• [Problem]:
Below are records; how many of their lines contain "exact"? Give the number and no other words.

• [Provided entries]:
Start of Block
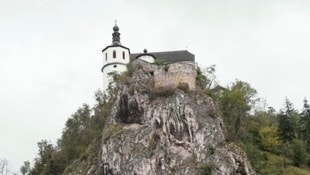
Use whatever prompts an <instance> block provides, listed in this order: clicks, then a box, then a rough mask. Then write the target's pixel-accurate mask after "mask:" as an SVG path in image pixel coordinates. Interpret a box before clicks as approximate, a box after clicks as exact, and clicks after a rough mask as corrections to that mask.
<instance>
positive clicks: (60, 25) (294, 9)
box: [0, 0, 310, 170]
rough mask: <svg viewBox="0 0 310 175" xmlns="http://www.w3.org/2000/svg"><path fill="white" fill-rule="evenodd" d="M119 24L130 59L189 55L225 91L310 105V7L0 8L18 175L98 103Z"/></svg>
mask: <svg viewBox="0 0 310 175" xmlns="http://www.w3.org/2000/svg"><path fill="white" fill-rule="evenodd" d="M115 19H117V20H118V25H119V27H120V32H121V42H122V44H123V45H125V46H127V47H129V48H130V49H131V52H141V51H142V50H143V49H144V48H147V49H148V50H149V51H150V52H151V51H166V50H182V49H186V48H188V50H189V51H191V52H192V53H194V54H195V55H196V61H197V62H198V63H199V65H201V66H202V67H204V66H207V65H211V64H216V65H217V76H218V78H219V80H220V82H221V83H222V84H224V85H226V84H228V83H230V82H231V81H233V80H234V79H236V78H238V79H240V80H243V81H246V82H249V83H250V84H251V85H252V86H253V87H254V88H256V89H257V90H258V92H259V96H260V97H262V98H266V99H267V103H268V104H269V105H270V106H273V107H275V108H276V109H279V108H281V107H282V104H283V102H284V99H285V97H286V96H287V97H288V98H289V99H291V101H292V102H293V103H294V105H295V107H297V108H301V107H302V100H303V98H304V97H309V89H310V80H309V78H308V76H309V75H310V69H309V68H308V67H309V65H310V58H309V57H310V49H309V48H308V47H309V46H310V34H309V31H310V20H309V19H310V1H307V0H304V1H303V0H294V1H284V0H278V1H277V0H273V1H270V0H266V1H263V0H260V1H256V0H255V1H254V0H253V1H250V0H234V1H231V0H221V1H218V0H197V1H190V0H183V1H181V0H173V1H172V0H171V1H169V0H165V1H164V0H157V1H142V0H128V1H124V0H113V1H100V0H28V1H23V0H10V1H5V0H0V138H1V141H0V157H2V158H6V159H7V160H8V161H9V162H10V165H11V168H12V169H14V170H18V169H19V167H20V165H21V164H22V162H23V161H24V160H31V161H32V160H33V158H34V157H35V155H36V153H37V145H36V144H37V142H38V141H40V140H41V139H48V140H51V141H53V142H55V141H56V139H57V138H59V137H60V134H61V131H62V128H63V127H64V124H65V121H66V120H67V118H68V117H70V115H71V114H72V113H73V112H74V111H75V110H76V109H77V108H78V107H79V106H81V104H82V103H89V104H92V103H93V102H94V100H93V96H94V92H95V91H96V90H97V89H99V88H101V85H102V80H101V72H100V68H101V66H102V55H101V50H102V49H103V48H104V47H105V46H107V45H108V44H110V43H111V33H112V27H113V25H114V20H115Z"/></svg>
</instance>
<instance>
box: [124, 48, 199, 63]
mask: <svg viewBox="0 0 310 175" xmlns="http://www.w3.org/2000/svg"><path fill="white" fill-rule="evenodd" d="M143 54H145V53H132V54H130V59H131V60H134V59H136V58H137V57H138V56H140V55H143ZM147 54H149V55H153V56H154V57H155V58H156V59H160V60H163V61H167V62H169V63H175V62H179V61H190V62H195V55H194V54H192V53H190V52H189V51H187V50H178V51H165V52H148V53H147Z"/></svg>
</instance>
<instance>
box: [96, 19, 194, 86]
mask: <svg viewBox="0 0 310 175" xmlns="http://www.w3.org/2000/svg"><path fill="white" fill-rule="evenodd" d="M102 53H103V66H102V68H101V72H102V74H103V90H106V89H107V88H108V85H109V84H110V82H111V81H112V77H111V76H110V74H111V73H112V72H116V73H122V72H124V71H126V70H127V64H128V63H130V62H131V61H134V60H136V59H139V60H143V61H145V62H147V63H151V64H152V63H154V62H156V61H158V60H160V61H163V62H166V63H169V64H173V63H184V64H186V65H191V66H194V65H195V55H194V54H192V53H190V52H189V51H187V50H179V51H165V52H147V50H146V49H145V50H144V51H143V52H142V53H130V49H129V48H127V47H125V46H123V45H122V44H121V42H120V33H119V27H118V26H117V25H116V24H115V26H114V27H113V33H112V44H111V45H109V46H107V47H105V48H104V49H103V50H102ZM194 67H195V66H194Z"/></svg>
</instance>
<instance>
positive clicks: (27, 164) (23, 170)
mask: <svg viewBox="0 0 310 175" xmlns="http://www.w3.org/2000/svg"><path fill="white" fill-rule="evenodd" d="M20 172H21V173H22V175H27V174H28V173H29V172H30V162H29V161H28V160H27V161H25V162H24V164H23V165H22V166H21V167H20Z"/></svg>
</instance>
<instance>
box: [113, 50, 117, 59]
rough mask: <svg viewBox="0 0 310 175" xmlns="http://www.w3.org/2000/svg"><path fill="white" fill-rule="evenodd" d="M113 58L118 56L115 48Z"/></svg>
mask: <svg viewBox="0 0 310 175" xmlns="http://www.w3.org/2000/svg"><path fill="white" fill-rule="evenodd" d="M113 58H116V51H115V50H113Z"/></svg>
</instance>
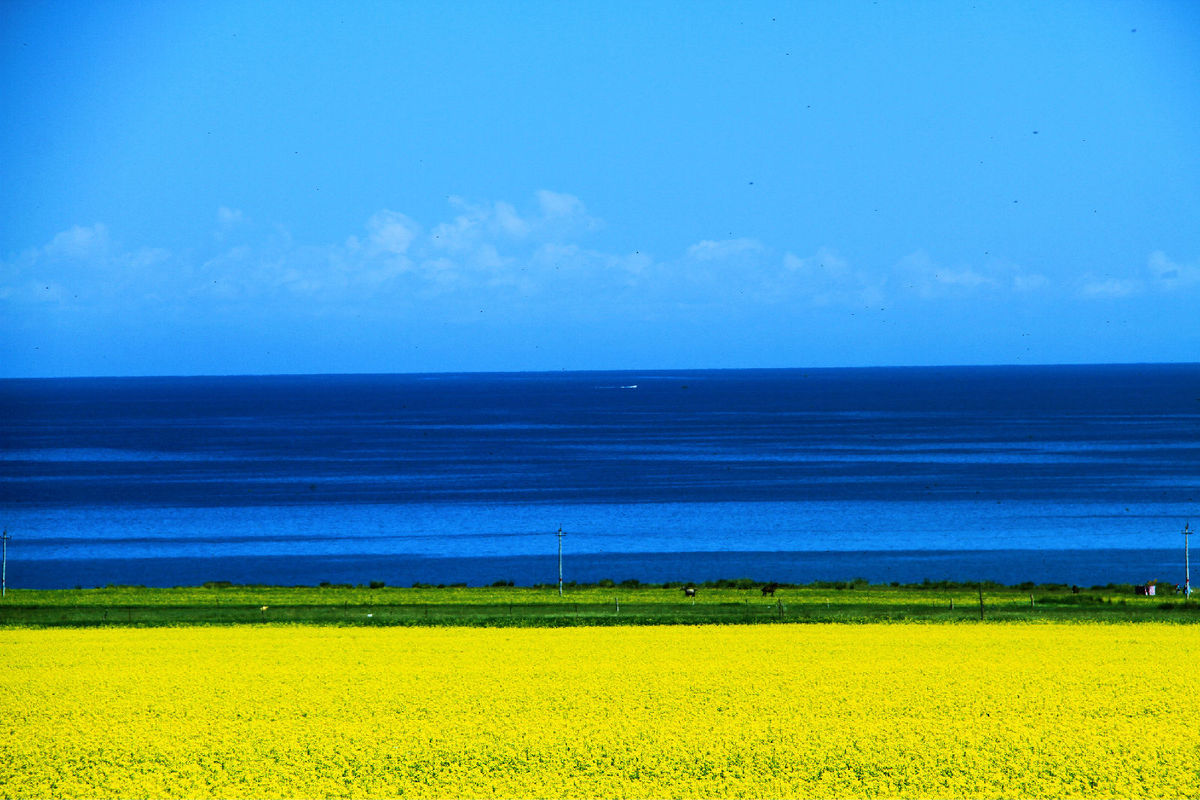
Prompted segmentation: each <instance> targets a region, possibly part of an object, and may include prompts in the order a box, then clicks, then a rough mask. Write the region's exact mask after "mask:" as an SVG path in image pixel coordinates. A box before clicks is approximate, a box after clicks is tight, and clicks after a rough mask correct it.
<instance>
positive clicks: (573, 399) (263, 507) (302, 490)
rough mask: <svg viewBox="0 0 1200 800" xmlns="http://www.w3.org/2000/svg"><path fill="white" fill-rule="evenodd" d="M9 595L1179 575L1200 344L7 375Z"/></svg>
End of Block
• [Solution to this exercise]:
2